** Суть задания **
Что, согласно дневниковой записи Нагибина из статьи, заменила для него халтура?

** Статья **
==============================
Текст: Арсений Замостьянов, заместитель главного редактора журнала «Историк»
Вот и начались столетние юбилеи тех, кого мы знали, конечно, не юными, но полными сил и обаяния. Москва довоенная для него – это дворы, переулки и весь мир, в котором есть Чистые пруды, стадион «Динамо» и Большой театр с его филиалом. Он по ней тосковал, ворчал на современные городские нравы, на щербатые электрические вывески с вечно перегоревшими буквами. Ностальгический мотив по молодой Москве, погибшей на фронте – один из главных его мотивов.
Невыносимый
«Моё анкетное существование весьма резко отличается от подлинного. Один из двух виновников моего появления на свет так основательно растворился среди всевозможных мифических отчимов, что можно подумать, будто я возник только из яйцеклетки. Но вытравить отца мне удалось лишь из анкетного бытия. В другом, в плоти и крови, существовании моем он непрестанно напоминает о себе», - писал он саркастично и точно. На этом дверь в личную жизнь мы, пожалуй, закроем. Она у Нагибина выдалась запутанной до изумления. Но литература и кино интереснее.
Он быстро завоевал материальную независимость – вплоть до личного автомобиля с водителем. Стал «советским барином» – а значит, фигурой, невыносимой для завистников. До сих пор! Но это – потому, что литературный труд был для него не работой, не службой, а образом жизни. Каждый день из года в год. Рассказы, повести, сценарии, предисловия, эссе, филиппики… В дневнике он писал: «Халтура заменила для меня водку. Она почти столь же успешно, хотя и с большим вредом позволяет отделаться от себя». Но это не то чтобы кокетство, просто необъективная оценка. Нагибинская сила восхищения не уступала его же силе разочарования и мизантропии. А без успеха он просто не мог существовать. Не отшельник.
==============================
** Перечень записей **
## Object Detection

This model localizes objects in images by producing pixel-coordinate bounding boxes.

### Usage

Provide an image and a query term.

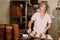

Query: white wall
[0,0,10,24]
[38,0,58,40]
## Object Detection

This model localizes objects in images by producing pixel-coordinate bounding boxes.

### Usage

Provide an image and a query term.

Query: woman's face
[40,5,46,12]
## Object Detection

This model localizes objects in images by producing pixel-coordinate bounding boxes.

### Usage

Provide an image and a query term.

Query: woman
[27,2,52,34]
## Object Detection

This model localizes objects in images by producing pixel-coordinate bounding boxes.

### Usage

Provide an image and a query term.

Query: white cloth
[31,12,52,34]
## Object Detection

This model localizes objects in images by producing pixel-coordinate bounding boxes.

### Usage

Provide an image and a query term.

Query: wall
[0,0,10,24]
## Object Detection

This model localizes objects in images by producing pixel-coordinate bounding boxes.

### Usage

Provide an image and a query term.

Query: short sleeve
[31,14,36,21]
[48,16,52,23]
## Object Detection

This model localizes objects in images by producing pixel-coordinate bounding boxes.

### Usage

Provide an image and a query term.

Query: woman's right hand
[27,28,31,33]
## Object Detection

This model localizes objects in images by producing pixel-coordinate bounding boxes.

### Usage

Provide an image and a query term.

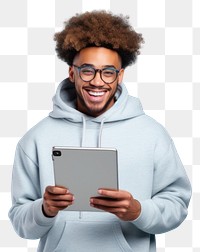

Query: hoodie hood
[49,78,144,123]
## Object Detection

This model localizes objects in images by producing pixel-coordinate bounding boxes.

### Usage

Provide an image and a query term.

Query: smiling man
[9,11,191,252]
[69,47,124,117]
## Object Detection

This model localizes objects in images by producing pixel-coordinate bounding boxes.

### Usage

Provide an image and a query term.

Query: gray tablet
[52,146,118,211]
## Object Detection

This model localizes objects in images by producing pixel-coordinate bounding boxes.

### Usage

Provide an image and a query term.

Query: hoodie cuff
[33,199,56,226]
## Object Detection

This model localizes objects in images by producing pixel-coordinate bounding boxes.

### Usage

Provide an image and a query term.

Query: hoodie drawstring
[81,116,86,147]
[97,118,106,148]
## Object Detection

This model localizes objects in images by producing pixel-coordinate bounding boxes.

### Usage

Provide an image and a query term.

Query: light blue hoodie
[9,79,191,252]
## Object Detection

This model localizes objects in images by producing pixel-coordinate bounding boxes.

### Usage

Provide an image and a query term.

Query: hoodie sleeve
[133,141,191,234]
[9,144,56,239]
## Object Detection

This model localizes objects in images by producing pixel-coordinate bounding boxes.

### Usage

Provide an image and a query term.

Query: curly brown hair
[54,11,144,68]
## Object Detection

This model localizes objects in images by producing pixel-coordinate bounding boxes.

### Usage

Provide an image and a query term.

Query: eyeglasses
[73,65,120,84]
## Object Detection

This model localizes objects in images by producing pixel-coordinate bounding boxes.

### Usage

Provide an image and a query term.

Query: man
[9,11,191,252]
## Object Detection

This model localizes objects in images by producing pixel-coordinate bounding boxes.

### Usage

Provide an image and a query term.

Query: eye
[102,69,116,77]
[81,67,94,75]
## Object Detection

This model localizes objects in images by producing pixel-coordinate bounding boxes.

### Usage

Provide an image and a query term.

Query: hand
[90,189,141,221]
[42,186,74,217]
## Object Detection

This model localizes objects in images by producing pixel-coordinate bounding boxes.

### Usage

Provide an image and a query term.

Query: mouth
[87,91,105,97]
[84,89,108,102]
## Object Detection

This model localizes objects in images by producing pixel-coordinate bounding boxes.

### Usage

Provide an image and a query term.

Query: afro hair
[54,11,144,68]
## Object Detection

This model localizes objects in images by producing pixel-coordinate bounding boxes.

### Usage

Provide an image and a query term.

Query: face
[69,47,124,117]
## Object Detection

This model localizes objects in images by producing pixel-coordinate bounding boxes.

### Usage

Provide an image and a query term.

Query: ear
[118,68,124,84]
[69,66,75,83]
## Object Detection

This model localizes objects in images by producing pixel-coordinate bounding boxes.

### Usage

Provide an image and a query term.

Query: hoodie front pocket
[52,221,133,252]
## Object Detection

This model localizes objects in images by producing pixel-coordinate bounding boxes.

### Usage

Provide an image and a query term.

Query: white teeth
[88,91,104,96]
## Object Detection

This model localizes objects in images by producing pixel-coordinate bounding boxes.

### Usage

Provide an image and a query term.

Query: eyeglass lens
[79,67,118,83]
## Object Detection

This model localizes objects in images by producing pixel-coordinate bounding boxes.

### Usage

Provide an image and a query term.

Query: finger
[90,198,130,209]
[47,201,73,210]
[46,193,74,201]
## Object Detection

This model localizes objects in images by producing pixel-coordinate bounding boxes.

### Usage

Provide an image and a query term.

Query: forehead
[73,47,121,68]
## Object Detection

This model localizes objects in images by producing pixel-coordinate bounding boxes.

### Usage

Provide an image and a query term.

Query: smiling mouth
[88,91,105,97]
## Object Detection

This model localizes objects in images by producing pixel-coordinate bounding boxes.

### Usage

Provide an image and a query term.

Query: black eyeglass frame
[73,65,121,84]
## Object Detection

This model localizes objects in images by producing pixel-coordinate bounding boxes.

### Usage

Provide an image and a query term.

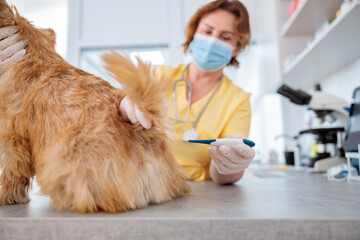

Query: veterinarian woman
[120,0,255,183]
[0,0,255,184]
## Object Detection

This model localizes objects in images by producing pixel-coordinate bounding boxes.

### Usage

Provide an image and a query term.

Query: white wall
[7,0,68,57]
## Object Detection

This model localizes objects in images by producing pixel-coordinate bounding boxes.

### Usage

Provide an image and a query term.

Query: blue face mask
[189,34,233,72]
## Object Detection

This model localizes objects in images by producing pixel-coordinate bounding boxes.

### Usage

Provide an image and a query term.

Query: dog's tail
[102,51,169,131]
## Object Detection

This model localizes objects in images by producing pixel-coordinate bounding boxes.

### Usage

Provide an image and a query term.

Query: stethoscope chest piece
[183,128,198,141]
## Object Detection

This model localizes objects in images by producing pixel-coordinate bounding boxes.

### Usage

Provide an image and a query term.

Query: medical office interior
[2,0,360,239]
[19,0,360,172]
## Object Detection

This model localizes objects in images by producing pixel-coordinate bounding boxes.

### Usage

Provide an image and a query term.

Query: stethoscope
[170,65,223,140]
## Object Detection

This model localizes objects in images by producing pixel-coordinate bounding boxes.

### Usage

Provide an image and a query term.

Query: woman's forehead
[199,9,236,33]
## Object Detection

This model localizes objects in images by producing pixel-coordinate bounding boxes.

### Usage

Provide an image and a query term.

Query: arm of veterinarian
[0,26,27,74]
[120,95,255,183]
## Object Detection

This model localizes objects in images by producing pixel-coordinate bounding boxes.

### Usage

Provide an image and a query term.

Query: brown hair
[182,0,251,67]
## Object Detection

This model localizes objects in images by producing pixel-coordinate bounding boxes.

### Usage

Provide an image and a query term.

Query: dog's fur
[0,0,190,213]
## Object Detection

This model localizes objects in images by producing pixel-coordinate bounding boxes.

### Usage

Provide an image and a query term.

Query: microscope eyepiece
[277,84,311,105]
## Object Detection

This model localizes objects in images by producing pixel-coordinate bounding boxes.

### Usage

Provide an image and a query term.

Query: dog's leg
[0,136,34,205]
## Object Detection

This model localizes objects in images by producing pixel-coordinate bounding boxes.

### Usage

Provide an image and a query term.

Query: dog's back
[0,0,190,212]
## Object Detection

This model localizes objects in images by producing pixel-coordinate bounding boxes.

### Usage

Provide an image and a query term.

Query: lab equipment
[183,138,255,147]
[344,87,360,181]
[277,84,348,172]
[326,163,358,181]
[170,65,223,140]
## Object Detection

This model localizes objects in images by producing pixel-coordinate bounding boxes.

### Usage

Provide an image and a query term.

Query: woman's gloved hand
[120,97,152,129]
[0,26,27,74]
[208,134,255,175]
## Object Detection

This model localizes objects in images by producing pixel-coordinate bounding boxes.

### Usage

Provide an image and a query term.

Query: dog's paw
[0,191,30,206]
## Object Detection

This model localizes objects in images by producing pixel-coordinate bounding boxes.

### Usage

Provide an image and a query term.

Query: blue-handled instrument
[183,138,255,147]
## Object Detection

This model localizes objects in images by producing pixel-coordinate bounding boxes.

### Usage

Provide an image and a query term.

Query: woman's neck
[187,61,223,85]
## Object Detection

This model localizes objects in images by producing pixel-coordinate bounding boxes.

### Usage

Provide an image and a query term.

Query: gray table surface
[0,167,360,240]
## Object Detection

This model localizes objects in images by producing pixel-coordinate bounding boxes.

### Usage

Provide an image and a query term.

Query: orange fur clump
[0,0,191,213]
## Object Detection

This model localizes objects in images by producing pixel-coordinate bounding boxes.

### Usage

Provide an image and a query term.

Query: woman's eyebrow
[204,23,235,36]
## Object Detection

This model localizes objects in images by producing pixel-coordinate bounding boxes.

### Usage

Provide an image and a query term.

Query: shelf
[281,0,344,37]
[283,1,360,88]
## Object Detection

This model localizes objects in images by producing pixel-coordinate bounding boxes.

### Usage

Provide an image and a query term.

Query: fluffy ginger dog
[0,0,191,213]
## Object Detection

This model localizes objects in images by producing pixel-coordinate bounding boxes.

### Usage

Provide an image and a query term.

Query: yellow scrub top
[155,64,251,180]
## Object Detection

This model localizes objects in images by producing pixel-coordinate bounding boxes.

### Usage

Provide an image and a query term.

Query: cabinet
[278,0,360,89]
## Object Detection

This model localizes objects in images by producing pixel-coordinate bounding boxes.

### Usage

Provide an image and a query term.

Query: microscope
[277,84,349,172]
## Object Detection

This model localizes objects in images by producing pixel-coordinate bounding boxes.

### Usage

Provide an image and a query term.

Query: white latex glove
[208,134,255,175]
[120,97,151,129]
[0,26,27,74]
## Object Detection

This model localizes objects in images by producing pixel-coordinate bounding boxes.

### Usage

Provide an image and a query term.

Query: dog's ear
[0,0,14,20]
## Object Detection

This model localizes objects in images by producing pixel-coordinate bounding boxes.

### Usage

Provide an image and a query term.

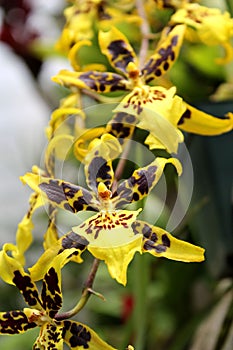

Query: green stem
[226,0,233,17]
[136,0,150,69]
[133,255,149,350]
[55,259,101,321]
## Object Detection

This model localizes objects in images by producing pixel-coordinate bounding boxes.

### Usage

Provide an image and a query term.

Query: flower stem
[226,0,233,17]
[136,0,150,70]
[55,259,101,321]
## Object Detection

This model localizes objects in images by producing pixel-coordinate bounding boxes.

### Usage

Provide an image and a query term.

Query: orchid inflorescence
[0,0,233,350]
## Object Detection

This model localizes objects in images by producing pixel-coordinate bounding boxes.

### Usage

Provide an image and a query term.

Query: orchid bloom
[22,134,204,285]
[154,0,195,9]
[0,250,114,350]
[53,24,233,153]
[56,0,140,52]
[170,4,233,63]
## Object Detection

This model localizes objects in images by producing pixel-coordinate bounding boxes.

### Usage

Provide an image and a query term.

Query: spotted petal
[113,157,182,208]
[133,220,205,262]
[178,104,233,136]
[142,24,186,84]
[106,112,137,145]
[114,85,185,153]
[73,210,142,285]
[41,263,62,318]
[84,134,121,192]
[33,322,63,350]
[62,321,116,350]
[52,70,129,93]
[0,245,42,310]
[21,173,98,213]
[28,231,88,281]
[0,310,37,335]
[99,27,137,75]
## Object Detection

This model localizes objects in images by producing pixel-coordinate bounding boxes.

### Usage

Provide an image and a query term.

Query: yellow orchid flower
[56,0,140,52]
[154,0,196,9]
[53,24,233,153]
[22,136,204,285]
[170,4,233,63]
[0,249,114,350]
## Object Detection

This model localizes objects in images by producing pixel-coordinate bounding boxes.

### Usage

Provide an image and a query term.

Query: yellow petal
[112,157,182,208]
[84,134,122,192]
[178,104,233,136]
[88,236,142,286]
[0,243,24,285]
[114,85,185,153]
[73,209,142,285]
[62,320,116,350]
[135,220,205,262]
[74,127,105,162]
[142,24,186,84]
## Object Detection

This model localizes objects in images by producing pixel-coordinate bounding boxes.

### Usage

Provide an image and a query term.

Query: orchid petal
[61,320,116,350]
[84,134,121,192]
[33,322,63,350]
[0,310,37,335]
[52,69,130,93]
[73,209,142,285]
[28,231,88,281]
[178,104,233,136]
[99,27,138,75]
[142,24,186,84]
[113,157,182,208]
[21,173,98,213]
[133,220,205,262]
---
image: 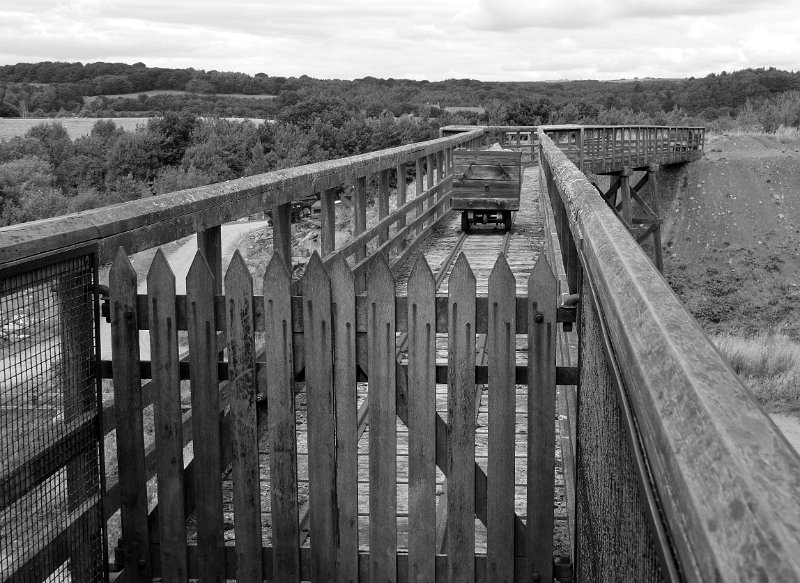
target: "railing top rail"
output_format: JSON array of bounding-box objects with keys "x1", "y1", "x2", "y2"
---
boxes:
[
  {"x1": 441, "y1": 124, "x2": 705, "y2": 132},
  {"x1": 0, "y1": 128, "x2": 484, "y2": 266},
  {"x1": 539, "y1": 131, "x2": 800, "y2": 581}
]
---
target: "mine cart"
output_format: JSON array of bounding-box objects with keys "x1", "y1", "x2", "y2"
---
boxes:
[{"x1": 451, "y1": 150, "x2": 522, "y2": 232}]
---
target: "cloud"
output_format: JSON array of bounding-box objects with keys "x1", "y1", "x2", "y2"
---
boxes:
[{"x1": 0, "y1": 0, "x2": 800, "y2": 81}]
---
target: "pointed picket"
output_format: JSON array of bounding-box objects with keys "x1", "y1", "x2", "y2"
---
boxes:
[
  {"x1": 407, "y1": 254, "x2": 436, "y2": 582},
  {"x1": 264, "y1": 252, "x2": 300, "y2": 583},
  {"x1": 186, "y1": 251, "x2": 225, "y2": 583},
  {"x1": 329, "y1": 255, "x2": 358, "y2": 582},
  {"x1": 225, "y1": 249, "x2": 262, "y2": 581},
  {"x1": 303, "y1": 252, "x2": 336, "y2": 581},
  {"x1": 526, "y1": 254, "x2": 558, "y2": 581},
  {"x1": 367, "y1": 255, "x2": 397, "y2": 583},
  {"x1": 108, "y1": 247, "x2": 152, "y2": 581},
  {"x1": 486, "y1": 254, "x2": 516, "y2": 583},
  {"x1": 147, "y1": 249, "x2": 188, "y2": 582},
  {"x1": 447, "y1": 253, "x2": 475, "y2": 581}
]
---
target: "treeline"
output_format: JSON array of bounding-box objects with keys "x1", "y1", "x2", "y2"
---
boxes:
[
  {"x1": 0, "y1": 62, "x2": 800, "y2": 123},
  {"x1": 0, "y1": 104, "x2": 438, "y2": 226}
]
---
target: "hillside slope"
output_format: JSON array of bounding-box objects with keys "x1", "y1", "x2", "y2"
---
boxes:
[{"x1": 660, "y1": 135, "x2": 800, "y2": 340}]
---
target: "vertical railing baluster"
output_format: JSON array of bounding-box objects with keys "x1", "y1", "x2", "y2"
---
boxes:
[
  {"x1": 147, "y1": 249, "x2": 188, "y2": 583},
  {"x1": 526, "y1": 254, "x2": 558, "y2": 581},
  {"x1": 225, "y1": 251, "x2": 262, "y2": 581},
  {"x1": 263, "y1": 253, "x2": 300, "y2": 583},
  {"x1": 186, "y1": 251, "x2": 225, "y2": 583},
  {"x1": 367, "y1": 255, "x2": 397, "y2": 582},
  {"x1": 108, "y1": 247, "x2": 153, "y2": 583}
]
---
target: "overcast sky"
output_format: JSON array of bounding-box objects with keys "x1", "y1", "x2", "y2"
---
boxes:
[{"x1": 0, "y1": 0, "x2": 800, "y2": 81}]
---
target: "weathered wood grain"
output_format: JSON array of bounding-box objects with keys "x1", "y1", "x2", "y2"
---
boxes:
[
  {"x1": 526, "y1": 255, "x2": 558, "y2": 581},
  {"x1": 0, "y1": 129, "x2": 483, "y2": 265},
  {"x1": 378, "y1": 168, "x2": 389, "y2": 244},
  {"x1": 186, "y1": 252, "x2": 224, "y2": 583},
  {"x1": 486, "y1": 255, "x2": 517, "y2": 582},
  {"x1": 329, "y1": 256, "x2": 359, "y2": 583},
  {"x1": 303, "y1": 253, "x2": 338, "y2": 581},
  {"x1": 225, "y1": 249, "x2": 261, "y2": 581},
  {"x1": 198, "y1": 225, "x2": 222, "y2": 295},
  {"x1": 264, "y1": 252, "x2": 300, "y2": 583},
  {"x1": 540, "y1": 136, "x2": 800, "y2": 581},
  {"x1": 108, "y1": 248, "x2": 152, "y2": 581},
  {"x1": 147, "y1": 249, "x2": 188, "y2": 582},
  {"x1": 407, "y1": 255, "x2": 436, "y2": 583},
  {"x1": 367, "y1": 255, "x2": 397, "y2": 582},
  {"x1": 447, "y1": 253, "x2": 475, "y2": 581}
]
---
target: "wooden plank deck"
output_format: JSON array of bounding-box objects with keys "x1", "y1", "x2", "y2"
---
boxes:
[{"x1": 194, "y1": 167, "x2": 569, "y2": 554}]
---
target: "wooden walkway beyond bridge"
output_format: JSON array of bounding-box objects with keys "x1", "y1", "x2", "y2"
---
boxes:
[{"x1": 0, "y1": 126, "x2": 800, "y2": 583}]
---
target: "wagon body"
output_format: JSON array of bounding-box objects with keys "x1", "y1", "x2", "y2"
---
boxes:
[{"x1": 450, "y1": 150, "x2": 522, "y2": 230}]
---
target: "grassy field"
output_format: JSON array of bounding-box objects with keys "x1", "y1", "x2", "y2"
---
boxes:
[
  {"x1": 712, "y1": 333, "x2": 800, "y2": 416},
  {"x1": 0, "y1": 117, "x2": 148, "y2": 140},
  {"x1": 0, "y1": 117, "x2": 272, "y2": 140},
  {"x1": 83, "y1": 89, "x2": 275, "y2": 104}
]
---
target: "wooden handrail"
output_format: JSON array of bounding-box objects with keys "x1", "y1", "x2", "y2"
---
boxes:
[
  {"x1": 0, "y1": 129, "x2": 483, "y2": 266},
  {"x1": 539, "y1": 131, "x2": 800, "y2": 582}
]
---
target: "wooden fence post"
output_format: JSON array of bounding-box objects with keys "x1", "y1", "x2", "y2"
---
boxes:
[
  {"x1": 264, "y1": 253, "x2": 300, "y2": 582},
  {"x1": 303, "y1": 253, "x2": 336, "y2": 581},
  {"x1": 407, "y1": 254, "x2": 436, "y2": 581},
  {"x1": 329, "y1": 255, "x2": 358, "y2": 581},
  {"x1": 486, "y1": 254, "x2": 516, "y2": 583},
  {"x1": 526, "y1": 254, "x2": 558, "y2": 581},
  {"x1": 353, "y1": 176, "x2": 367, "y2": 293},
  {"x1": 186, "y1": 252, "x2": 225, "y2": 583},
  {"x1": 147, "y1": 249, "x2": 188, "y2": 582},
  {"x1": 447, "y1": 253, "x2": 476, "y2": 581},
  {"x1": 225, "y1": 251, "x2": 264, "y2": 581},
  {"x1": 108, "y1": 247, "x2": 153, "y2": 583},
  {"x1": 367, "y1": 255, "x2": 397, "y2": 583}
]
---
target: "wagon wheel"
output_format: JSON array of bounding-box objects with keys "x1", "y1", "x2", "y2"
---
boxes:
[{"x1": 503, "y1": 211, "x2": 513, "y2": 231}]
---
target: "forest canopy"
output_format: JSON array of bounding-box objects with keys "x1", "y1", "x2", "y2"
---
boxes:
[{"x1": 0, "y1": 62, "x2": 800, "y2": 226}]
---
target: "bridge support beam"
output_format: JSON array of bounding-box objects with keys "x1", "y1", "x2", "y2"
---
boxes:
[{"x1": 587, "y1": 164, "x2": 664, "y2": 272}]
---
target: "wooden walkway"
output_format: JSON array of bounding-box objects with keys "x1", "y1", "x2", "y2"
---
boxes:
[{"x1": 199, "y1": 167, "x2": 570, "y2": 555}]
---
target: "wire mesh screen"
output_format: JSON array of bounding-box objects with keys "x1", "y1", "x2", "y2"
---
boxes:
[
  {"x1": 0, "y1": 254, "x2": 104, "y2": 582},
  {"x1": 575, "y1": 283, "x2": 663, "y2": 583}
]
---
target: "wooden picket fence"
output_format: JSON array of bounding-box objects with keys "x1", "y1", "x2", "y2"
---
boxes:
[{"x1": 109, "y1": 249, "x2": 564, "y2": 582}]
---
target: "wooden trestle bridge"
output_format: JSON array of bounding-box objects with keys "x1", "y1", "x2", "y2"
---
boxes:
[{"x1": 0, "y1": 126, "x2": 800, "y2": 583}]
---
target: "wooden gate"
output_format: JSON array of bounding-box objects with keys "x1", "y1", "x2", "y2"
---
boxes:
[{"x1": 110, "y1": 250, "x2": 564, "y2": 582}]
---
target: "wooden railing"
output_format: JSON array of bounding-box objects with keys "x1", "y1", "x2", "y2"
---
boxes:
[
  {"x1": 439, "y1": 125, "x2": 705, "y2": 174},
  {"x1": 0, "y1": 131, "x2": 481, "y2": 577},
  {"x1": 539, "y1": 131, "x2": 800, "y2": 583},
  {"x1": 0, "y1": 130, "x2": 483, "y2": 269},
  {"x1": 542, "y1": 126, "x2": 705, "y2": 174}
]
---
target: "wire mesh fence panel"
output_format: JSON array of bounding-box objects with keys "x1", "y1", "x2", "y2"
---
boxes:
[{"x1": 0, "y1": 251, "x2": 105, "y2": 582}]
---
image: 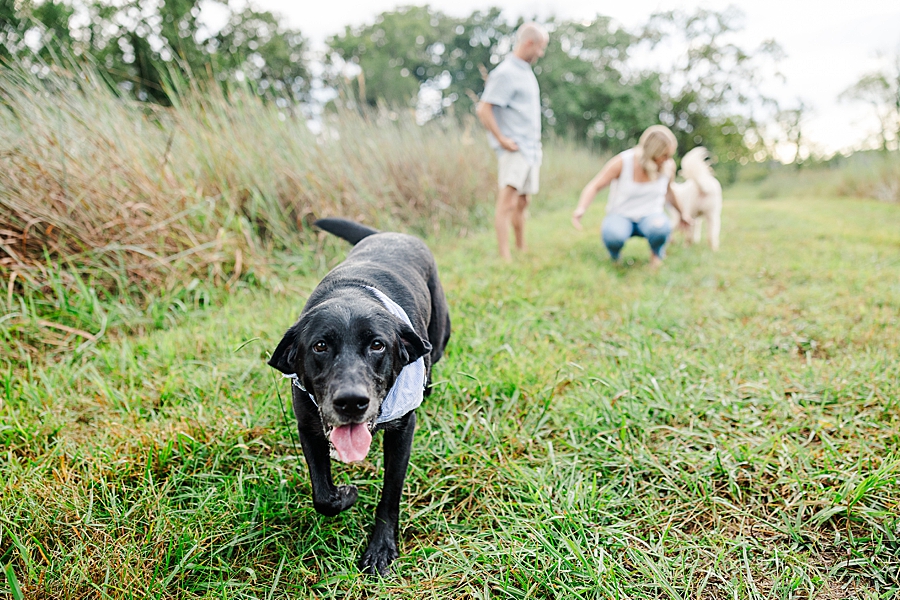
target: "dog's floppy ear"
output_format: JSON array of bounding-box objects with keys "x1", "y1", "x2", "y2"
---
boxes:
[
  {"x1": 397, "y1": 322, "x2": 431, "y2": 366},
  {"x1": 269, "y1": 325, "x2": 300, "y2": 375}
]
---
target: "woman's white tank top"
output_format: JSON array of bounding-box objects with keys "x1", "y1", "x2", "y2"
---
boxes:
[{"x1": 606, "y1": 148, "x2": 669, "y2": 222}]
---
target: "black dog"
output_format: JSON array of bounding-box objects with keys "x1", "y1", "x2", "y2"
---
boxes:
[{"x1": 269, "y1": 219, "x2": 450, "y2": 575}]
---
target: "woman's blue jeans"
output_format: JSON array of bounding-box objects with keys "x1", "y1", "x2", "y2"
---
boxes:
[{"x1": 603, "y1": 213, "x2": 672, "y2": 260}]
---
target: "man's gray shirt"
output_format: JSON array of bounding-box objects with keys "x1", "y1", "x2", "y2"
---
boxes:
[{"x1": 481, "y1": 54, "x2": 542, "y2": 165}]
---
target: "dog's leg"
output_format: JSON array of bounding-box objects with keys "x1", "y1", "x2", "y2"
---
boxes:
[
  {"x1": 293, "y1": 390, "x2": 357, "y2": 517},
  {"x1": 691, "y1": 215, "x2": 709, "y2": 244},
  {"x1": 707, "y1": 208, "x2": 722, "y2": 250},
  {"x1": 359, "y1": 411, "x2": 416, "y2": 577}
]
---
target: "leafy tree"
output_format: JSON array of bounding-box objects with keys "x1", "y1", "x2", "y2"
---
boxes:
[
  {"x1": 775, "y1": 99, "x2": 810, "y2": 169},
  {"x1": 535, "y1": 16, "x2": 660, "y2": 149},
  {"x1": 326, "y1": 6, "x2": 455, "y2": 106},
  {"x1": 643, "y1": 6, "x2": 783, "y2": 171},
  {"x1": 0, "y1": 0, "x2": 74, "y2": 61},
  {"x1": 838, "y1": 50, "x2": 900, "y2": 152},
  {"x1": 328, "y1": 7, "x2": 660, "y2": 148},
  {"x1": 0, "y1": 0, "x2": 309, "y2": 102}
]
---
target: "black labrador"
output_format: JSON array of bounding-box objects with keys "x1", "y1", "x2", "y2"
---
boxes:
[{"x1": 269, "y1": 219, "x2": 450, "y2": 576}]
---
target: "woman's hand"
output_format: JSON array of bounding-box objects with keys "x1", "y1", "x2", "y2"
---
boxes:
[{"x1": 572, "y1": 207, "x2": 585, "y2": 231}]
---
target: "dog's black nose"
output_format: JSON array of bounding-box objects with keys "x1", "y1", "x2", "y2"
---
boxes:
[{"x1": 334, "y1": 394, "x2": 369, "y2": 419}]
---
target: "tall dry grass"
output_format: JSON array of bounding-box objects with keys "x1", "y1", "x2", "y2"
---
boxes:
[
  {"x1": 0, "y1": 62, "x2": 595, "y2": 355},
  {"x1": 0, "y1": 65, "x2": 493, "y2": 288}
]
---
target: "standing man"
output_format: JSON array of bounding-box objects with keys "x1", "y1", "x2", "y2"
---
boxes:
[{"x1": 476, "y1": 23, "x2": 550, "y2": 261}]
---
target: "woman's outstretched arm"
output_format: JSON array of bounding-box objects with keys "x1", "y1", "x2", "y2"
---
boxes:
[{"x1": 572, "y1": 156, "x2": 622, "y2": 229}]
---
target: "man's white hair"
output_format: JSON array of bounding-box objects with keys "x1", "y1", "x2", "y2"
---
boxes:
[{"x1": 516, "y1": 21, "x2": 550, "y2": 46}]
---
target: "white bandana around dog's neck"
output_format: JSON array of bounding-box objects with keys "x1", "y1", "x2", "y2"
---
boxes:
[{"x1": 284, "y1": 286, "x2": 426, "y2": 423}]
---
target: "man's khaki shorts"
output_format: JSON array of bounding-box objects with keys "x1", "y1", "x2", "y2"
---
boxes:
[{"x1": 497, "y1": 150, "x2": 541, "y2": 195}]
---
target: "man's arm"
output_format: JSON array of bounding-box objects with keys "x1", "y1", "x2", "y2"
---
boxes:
==============================
** Результат выполнения **
Халтура заменила ему водку.